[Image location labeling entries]
******
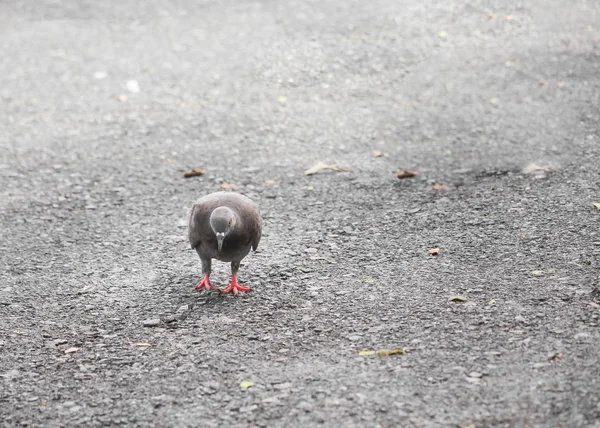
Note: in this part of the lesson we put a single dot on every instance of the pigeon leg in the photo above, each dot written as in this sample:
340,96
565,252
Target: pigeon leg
235,287
206,272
******
Rewrite every line of the records above except the pictures. Scale each answer coordinate by 1.7 and round to the nearest whole number, with halves rounding up, but leave the sample coordinate pairs that show the format unchanged.

Note: in this part of the lesson we put a single dot on every instance of the pigeon leg in the photo above, each dot written as in this sample:
340,96
565,252
Target: pigeon leg
400,488
350,462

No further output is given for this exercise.